Brief: All records below are to be set down exactly, each character intact.

Region pointing data
>>>
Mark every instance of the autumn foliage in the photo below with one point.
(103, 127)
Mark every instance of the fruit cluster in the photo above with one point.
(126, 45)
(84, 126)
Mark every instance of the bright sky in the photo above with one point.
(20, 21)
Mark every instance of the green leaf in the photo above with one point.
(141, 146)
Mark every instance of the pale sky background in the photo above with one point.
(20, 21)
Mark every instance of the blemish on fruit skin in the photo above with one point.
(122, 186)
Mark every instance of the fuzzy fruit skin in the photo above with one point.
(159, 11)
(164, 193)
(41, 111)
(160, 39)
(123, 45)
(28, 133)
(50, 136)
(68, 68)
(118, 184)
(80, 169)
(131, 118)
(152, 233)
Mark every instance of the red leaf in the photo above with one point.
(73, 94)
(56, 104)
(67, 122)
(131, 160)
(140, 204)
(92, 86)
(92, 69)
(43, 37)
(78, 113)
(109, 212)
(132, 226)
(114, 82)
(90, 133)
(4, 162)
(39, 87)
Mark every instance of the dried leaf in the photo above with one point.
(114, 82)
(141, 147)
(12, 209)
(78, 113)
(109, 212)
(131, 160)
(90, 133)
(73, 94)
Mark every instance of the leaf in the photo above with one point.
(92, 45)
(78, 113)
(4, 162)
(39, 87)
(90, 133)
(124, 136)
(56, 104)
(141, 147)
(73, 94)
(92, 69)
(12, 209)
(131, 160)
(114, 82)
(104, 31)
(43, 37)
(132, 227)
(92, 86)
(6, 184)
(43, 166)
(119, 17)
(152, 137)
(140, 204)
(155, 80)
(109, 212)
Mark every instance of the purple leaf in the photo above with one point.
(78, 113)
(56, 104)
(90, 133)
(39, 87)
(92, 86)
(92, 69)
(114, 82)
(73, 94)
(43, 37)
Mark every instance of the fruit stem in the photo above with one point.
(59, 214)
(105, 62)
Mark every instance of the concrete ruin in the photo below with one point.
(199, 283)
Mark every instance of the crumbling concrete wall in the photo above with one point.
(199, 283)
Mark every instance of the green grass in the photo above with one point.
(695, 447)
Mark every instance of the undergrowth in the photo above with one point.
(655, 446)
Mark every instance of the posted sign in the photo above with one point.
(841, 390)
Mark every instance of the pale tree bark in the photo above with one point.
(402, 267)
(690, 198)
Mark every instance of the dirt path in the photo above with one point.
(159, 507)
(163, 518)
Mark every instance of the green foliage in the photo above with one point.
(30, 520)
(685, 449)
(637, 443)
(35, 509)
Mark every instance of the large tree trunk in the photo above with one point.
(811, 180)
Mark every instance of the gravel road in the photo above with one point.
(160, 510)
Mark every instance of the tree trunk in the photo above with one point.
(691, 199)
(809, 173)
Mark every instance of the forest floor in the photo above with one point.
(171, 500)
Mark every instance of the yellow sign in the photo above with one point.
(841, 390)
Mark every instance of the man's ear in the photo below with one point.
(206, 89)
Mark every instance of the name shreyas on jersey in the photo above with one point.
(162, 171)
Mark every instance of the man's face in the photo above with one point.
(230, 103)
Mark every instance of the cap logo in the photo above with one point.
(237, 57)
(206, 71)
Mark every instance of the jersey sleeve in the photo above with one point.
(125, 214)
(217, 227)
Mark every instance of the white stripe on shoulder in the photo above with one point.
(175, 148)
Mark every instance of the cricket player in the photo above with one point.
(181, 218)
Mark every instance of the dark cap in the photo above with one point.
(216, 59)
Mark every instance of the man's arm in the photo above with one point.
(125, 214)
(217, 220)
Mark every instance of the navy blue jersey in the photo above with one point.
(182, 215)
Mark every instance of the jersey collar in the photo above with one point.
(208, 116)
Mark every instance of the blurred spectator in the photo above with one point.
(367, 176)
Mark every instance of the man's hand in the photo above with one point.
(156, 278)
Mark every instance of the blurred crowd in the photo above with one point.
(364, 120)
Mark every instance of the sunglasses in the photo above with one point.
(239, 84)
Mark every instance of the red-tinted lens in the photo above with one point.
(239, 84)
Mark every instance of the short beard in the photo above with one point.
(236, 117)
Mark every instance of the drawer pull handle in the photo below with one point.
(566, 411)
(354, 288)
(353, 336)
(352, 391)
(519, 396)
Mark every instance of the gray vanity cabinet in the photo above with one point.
<<<
Task output:
Mark every instance of the autumn foliage in the photo below with one point.
(103, 127)
Mark every instance of the fruit cluster in the photo above with one point.
(126, 45)
(84, 126)
Mark every instance of the bright sky in the photo above with one point.
(20, 21)
Mark every instance of the green leaf in the photo above with one point.
(141, 146)
Mark every instance of the pale sky background in the photo above with one point.
(20, 21)
Mark every instance of the blemish on fruit skin in the photo above with one point.
(122, 186)
Mark every instance of the fuzzy fruit skin in the photo above with one point.
(159, 11)
(164, 193)
(41, 111)
(160, 39)
(123, 45)
(28, 133)
(50, 136)
(68, 68)
(118, 184)
(80, 169)
(131, 118)
(152, 233)
Mark every instance of the red leaf in the photo above with one point.
(73, 94)
(56, 104)
(67, 122)
(131, 160)
(140, 204)
(92, 86)
(92, 69)
(43, 37)
(78, 113)
(109, 212)
(132, 226)
(114, 82)
(90, 133)
(4, 162)
(39, 87)
Mark every instance of the dried leaf in the photo above with one point.
(114, 82)
(141, 147)
(12, 209)
(78, 113)
(109, 212)
(131, 160)
(90, 133)
(73, 94)
Mark every instance of the leaf in the photo above with one point.
(92, 45)
(78, 113)
(4, 162)
(39, 87)
(90, 133)
(124, 136)
(56, 104)
(141, 147)
(73, 94)
(92, 69)
(12, 209)
(131, 160)
(114, 82)
(104, 31)
(43, 37)
(132, 227)
(92, 86)
(6, 184)
(43, 166)
(119, 17)
(152, 137)
(140, 204)
(155, 80)
(109, 212)
Mark every instance of the purple leaf in the photo above with one point.
(78, 113)
(56, 104)
(90, 133)
(39, 87)
(92, 86)
(92, 69)
(114, 82)
(73, 94)
(43, 37)
Mark every instance of the fruit stem in the photo above with one point.
(59, 214)
(105, 62)
Mark every instance of the concrete ruin in the photo below with one point.
(199, 283)
Mark every instance of the crumbling concrete wall in the photo above with one point.
(199, 283)
Mark every instance of the green grass in the photo above with one point.
(695, 447)
Mark every instance of the undergrowth in the photo above with one point.
(655, 446)
Mark every instance of the posted sign in the photo above with one point.
(841, 390)
Mark every instance of the pale tree bark in the photo above with one point.
(402, 267)
(690, 198)
Mark every instance of the dirt path in the photo above with one point.
(159, 507)
(163, 518)
Mark every instance of the green foliage in the photo above with one point.
(30, 520)
(685, 449)
(637, 443)
(35, 509)
Mark every instance of the large tree trunk in the photo above with one point.
(811, 180)
Mark every instance of the gravel road in the photo above with one point.
(160, 510)
Mark every instance of the tree trunk in the photo above with one point.
(691, 199)
(809, 173)
Mark every instance of the forest floor in the photo above with one point.
(171, 500)
Mark every instance of the yellow sign in the photo above with one point.
(841, 390)
Mark every instance of the man's ear in the photo below with one point.
(206, 89)
Mark every instance of the name shreyas on jersey in the photo above with one point.
(162, 171)
Mark every instance of the man's face in the photo above with one point.
(230, 103)
Mark every instance of the cap logo in the photo above with one point.
(237, 57)
(206, 71)
Mark every instance of the jersey sleeve in the photo above with one point.
(125, 214)
(217, 227)
Mark every instance of the white stripe on shoulder in the photo above with one point.
(175, 148)
Mark every instance of the cricket player in the photo above with one point.
(181, 218)
Mark every instance of the dark cap in the photo above with one point.
(216, 59)
Mark every instance of the man's arm in the photo above with one point.
(125, 214)
(217, 220)
Mark every instance of the navy blue jersey in the photo above with one point.
(182, 215)
Mark every instance of the jersey collar in the photo above with one point.
(208, 116)
Mark every instance of the blurred spectator in the photo above with one point.
(367, 176)
Mark every instance of the man's hand in the photo above with one point.
(156, 278)
Mark every instance of the blurred crowd in the photo above with one point.
(364, 120)
Mark every instance of the sunglasses in the photo above with one point.
(239, 84)
Mark every instance of the red-tinted lens in the photo above with one point.
(239, 84)
Mark every instance of the short beard in the photo above with one point.
(236, 117)
Mark every instance of the drawer pull handle in the photo below with one point.
(566, 411)
(354, 288)
(353, 336)
(352, 391)
(519, 396)
Mark every instance of the gray vanity cabinet in the photo above with one point.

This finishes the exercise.